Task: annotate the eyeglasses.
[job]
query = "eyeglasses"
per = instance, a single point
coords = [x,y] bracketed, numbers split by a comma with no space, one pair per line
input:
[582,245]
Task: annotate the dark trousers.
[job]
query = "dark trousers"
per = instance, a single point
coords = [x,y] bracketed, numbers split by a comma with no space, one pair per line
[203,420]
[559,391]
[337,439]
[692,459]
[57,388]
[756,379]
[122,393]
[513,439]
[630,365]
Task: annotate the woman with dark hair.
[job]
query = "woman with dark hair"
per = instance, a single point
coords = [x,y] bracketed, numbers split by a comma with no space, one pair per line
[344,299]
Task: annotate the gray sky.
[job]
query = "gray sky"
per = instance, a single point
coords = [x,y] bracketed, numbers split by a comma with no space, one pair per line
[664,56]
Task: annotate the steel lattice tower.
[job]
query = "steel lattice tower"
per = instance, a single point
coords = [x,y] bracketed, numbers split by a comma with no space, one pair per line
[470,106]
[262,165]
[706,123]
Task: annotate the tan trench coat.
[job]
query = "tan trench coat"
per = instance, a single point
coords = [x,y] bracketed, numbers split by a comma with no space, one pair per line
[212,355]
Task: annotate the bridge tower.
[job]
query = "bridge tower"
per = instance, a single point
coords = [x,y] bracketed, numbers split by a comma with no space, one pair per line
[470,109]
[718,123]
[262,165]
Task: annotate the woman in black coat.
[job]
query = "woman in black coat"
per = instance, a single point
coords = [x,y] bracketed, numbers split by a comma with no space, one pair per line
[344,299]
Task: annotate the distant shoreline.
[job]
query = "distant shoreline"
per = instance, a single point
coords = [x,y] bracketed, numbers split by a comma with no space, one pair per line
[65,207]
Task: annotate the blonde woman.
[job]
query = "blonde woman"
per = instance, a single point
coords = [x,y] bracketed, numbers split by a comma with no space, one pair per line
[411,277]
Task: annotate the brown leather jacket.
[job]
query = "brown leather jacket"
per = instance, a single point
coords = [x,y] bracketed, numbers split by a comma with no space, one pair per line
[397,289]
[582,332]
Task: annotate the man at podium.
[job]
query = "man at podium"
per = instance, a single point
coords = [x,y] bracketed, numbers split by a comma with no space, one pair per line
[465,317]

→ Stated goal:
Reproduce all of the entries above word for word, changing nothing.

→ Response to this task:
Task: annotate the eyeglasses.
[job]
query = "eyeglasses"
per = instance, a single point
coords = [x,y] bracketed, numbers split by a comma with no space, one pair per line
input:
[582,245]
Task: annotate the dark trousers.
[job]
query = "dark trousers"
per = instance, a single point
coords = [x,y] bracketed, numbers split by a comma with no space, one pair per line
[203,420]
[559,391]
[337,439]
[692,459]
[57,388]
[756,379]
[122,393]
[513,439]
[630,365]
Task: annotate the woman with dark hair.
[job]
query = "woman with dark hair"
per = instance, a single point
coords = [x,y] bracketed, numbers split by a comma with no space, one pair per line
[344,299]
Task: annotate the gray sky.
[job]
query = "gray sky"
per = instance, a single point
coords = [x,y] bracketed, numbers split by a comma with no space, one pair per line
[664,56]
Task: annotate the steel lattice tower.
[job]
query = "steel lattice tower"
per = instance, a single point
coords = [x,y] bracketed, numbers split by a comma with no space, one pair per line
[470,106]
[262,165]
[706,123]
Task: annotate the tan trench coat.
[job]
query = "tan trench coat"
per = instance, a single point
coords = [x,y] bracketed, numbers split by a comma with no space, one pair per line
[212,355]
Task: annotate the bridge tower.
[job]
query = "bridge tower"
per = instance, a single point
coords = [x,y] bracketed, numbers split by a comma with no space, one pair per line
[470,109]
[718,123]
[262,165]
Task: annotate the woman in black coat.
[job]
query = "woman in black coat"
per = instance, a single point
coords = [x,y] bracketed, numbers split by a comma with no space, one pair per line
[344,299]
Task: annotate the distant shoreline.
[job]
query = "distant shoreline"
per = instance, a single point
coords = [x,y] bracketed, numbers split by a comma with no space, one pair per line
[65,207]
Task: annotate the blonde woman.
[job]
query = "blonde woman"
per = instance, a single point
coords = [x,y] bracketed, numbers split by a comma with no space, one pair per line
[411,277]
Task: annotate the brown leather jacket.
[job]
query = "brown leather jacket"
per = instance, a single point
coords = [x,y] bracketed, numbers split by a comma with no space, one pair per line
[397,289]
[582,332]
Task: annotate the man at podium.
[job]
query = "man at podium"
per = instance, a single point
coords = [x,y] bracketed, numbers split by a comma with no space, one pair per line
[465,317]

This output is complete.